_Exercise brief_.
Count the lines in the data below that contain the string "covered", treating case as significant, and give only the number.

_Data lines_.
(begin)
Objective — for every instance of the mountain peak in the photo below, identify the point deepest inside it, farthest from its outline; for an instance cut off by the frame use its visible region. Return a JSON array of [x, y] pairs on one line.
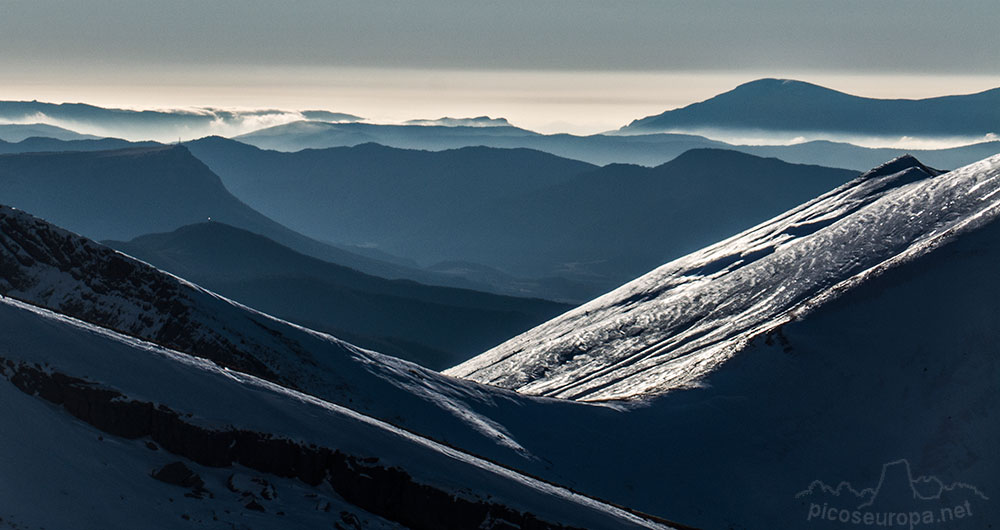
[[670, 328]]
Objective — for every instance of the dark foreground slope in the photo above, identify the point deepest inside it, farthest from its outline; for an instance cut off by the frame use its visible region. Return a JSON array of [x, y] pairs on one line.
[[436, 327], [112, 432]]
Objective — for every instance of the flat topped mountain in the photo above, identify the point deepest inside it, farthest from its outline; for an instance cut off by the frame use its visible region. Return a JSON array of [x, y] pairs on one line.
[[796, 106], [671, 327]]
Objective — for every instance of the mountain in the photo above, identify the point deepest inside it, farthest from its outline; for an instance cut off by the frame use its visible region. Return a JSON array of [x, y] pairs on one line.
[[15, 132], [595, 149], [616, 222], [643, 149], [122, 194], [480, 121], [436, 327], [526, 213], [669, 327], [155, 437], [57, 270], [839, 154], [37, 144], [795, 106], [850, 332], [161, 125], [896, 362]]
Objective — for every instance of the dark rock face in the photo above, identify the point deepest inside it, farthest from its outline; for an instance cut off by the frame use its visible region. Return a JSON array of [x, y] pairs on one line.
[[178, 474], [101, 286], [389, 492]]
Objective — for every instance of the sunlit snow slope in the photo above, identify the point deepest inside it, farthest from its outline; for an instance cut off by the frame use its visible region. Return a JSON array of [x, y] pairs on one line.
[[671, 327]]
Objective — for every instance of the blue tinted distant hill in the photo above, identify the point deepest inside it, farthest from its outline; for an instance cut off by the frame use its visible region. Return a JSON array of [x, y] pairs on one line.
[[788, 105]]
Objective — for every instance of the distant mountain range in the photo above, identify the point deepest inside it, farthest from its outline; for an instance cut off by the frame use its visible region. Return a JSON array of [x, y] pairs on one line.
[[795, 106], [791, 352], [645, 149], [436, 327], [135, 391], [524, 212], [127, 193], [161, 125], [15, 132]]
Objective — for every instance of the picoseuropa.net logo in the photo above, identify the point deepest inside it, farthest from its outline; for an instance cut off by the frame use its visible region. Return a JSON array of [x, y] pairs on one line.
[[898, 500]]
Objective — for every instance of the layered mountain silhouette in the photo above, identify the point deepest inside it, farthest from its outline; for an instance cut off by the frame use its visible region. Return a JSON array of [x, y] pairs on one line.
[[39, 144], [789, 105], [601, 149], [106, 417], [853, 330], [526, 213], [15, 132], [436, 327], [122, 194], [153, 124]]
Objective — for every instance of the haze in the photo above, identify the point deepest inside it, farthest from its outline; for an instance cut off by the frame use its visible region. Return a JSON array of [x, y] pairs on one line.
[[553, 66]]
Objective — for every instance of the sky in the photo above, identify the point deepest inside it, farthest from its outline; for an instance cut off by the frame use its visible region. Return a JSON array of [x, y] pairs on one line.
[[551, 65]]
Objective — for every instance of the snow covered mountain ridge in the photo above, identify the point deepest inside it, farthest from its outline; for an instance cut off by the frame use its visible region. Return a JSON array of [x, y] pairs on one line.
[[671, 327]]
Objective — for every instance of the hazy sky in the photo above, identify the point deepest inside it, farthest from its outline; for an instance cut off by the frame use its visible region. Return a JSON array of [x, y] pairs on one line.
[[571, 64]]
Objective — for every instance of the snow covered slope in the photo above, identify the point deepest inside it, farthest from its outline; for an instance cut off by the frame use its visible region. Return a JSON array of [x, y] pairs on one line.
[[669, 328], [56, 269], [100, 430]]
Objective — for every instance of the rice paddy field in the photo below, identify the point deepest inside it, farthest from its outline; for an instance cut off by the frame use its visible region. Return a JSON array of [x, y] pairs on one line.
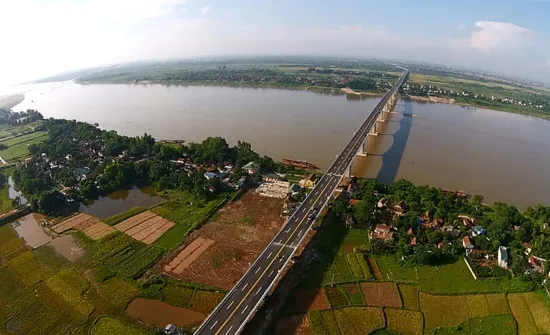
(end)
_Answer to the problem_.
2